**WRITTEN REQUEST:** Render all of the material below as a numbered list, one entry per line, and leave out any blank lines.

**PROVIDED DATA:**
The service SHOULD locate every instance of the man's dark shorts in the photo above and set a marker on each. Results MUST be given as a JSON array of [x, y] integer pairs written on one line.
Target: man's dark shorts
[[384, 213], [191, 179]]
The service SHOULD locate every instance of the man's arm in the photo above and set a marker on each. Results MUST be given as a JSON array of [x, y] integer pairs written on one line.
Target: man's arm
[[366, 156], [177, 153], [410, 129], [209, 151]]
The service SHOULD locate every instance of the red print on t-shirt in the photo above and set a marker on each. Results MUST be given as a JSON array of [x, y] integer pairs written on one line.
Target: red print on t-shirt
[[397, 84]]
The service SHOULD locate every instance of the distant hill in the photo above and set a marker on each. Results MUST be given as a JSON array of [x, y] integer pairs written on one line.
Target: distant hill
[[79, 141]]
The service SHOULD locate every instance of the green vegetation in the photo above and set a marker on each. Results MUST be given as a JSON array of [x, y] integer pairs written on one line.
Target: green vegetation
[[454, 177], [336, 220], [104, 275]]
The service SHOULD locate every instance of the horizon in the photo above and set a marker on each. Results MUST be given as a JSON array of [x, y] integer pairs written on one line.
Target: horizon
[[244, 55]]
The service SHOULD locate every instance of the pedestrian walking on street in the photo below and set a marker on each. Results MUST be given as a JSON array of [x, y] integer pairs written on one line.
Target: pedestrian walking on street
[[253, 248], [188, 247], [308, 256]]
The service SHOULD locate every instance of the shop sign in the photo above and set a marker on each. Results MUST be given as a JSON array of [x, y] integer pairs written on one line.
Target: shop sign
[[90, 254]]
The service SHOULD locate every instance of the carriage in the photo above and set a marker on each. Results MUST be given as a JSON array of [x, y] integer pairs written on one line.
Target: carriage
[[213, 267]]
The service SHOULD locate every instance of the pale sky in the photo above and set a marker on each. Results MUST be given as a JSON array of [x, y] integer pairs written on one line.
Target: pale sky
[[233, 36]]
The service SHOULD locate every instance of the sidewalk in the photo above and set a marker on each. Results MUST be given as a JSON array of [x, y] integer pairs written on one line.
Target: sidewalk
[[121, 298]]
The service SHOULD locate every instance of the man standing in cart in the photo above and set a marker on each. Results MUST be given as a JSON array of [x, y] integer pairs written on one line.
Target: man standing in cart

**COMPLETE ANSWER:**
1. The service SHOULD locate every instance of the man's dark shorts in the photo above and set a marker on each. Results MUST be given as a JSON array of [x, y] integer pairs written on one line.
2. Target: man's dark shorts
3. [[384, 213], [191, 179]]
4. The service SHOULD locate every instance of the man's arm in the photo above and set a marker on each. Results MUST be given as a JSON array of [x, y] integer pairs written on one line.
5. Target: man's arm
6. [[366, 156], [177, 153], [410, 129], [209, 151]]
7. The service SHOULD locate every instance of the red print on t-shirt in the photo above and set a marker on each. Results MUST be given as a JSON array of [x, y] integer pairs written on one line.
8. Target: red print on t-shirt
9. [[397, 84]]
10. The service SHOULD locate every instance of the distant hill in the photo above and set a marker on each. Results MUST be given as a JSON array of [x, y] integer pairs written on one line.
11. Target: distant hill
12. [[79, 141]]
13. The service SHOULD locate every instance of the green vegetation in the photo above and set a marker on each. Results MUST be given as a JSON array of [x, y] integer pairs written on one line.
14. Target: green vegetation
15. [[454, 177], [336, 220], [104, 275]]
16. The service SHOULD locate every instance of the horizon in the photo above and set a marker on each. Results MUST be given as a JSON array of [x, y] integer pairs written on one line.
17. Target: horizon
18. [[244, 55]]
19. The service SHOULD locate every instance of the pedestrian walking on street in the photo below and set a marker on each. Results MUST be given as a JSON array of [x, y] integer pairs written on one line.
20. Target: pedestrian walking on street
21. [[253, 248], [188, 247], [308, 256]]
22. The service SHOULD locate every instance of the shop sign in the photo above and set a marker on each. Results MUST be given as a JSON array of [x, y] integer pairs written on one line.
23. Target: shop sign
24. [[90, 254]]
25. The service SHOULD locate every instance of the carriage in the photo above and set a marker on each. Results MUST be given as a JSON array of [x, y] integer pairs written on one line.
26. Target: carriage
27. [[213, 267]]
28. The service SHOULD locate every instance of the pale sky in the photo above and set a marker on each. Results MUST be given as a JSON array of [x, y] integer pairs written on one line.
29. Target: pale sky
30. [[233, 36]]
31. The service SHOULD locate every instance of the sidewalk in the photo above and set a marker on each. Results MUST be given as a JSON array of [x, y] integer pairs written on one line.
32. Target: sidewalk
33. [[121, 298]]
34. The service SHOULD locate every instance of the man standing in cart in the photo above and set a marker on each. Results MUST be given as a JSON array of [x, y] integer pairs written on one line.
35. Target: man standing in cart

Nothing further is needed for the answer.